2. Gemäß § 2 Abs. 1 Z 1 GSVG sind die Mitglieder der Kammern der gewerblichen Wirtschaft, soweit es sich um natürliche Personen handelt, auf Grund dieses Bundesgesetzes in der Krankenversicherung und in der Pensionsversicherung pflichtversichert.

Gemäß § 4 Abs. 1 Z 1 GSVG sind Personen, die das Ruhen ihres Gewerbebetriebes bzw. ihrer Befugnis zur Ausübung der die Pflichtversicherung in der Pensionsversicherung begründenden Erwerbstätigkeit angezeigt haben, für die Dauer des Ruhens von der Pflichtversicherung in der Kranken- und Pensionsversicherung ausgenommen; die Ausnahme von der Pflichtversicherung in der Krankenversicherung oder Pensionsversicherung wirkt auch in die vor der Anzeige liegende Zeit des Ruhens, längstens jedoch bis zu 18 Monaten vor der Anzeige, zurück, wenn der Versicherte in dieser Zeit keine Leistungen aus dem jeweiligen Zweig der Pflichtversicherung in Anspruch genommen hat.

Gemäß § 7 Abs. 1 Z 7 GSVG endet die Pflichtversicherung in der Krankenversicherung bei Eintritt eines Ausnahmegrundes mit dem Letzten des Kalendermonates, in dem der Ausnahmegrund eintritt.

In den Erläuterungen zur Regierungsvorlage zu BGBl. I Nr. 412/1996, mit welchem u.a. dem § 4 Abs. 1 Z 1 GSVG der Halbsatz über eine unter bestimmten Voraussetzungen zulässige Rückwirkung von höchstens 18 Monaten angefügt wurde, wurde u. a. ausgeführt (215 BlgNR 20. GP, 11 f):

"Es wurde daher die Möglichkeit der rückwirkenden Ruhendmeldung durch eine achtzehnmonatige Frist eingeschränkt. Weiter soll die Rückwirkung auch auf jene Fälle beschränkt sein, in denen keine Leistungen aus dem jeweiligen Zweig der Pflichtversicherung bezogen wurden, um eine nur schwer durchführbare Rückabwicklung auszuschließen."

3. Dass die Mitbeteiligte am eine Leistung aus der Krankenversicherung der beschwerdeführenden Sozialversicherungsanstalt in Anspruch genommen hat, ist im verwaltungsgerichtlichen Verfahren nicht mehr strittig.

4. Ausnahmegrund (iSd § 7 Abs. 1 Z 7 GSVG) ist im vorliegenden Fall die Anzeige des Ruhens (samt tatsächlichem Ruhen) des Gewerbebetriebes gemäß § 4 Abs. 1 Z 1 GSVG (vgl. hiezu zuletzt das hg. Erkenntnis vom , Zl. 2009/08/0002), nicht aber das Nichtbeziehen von Leistungen aus der Pensions- oder Krankenversicherung.

» **Ausgangsmaterial**
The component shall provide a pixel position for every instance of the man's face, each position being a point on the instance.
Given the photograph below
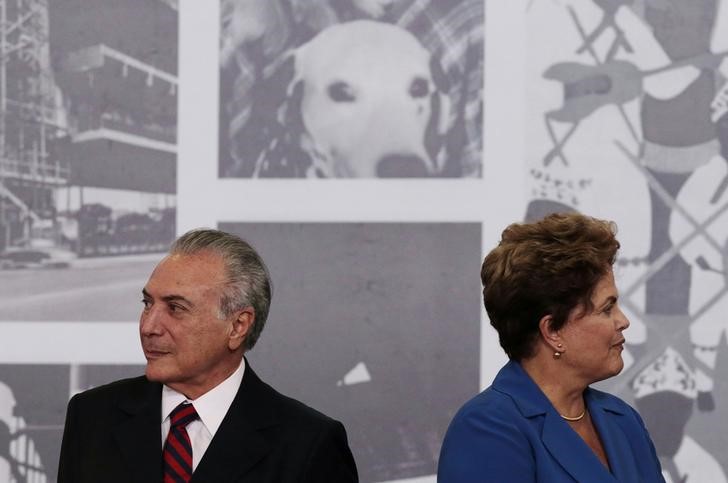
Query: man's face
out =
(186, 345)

---

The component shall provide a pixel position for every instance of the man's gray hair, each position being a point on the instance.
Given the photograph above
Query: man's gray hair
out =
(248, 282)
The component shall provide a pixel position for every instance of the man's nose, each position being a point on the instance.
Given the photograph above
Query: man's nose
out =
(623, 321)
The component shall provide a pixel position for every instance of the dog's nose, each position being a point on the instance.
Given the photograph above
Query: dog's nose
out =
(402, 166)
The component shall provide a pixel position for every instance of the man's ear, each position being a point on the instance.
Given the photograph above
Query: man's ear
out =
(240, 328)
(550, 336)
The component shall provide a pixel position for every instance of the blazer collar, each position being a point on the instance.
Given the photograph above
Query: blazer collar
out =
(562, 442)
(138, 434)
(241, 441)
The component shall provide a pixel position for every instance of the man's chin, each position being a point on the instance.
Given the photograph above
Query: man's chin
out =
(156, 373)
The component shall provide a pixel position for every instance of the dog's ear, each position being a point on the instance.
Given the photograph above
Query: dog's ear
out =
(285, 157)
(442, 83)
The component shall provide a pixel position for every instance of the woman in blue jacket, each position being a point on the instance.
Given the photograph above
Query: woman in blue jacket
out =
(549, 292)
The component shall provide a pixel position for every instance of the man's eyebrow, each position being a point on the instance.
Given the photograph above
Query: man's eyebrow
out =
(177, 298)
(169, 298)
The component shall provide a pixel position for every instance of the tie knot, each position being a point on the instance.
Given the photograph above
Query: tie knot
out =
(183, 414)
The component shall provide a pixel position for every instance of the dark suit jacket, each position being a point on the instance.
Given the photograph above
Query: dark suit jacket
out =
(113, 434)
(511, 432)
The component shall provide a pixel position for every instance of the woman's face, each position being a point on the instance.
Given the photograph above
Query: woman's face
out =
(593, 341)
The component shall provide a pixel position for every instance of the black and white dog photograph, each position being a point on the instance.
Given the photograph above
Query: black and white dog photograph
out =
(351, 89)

» **Gelesenes anwenden**
1. Wie weit darf die Ausnahme von der Pflichtversicherung laut dem Textauszug zur GSVG-Pflichtversicherung höchstens in die Zeit vor der Anzeige des Ruhens zurückwirken?
2. Greifen Sie den Textauszug zur GSVG-Pflichtversicherung auf und führen Sie ihn im Anschluss an seinen letzten Satz weiter.

» **Lösungen zur Übung**
1. Längstens bis zu 18 Monate vor der Anzeige.

2.
§ 4 Abs. 1 Z 1 zweiter Halbsatz GSVG normiert, dass die Ausnahme von der Pflichtversicherung auch in die vor der Anzeige liegende "Zeit" des Ruhens (längstens 18 Monate) zurückwirkt, wenn der Versicherte "in dieser Zeit" keine Leistungen aus dem jeweiligen Zweig der Pflichtversicherung in Anspruch genommen hat. Mit der Formulierung "in dieser Zeit" ist offenkundig die zuvor genannte Zeit des Ruhens (maximal 18 Monate) gemeint. Die Verknüpfung der beiden Sätze erfolgte mit "wenn" (und nicht etwa mit "insoweit"), woraus ebenfalls ableitbar ist, dass die Ausnahme von der Pflichtversicherung nur dann eintreten soll, wenn in diesem gesamten Zeitraum des Ruhens keine Leistung in Anspruch genommen wird. In Übereinstimmung mit den Gesetzesmaterialien, wonach die Rückwirkung auf jene "Fälle" (und nicht lediglich auf jene Zeiträume) beschränkt sei, in denen keine Leistungen aus dem jeweiligen Zweig der Pflichtversicherung bezogen wurden, tritt die Ausnahme von der Pflichtversicherung sohin nur entweder im gesamten Zeitraum des Ruhens vor der Ruhenserklärung oder gar nicht ein.

Spruchpunkt II des angefochtenen Bescheides war daher gemäß § 42 Abs. 1 Z 1 VwGG wegen Rechtswidrigkeit seines Inhaltes aufzuheben.

Die Entscheidung über den Aufwandersatz beruht auf den §§ 47 ff VwGG iVm der Verordnung BGBl. II Nr. 455/2008.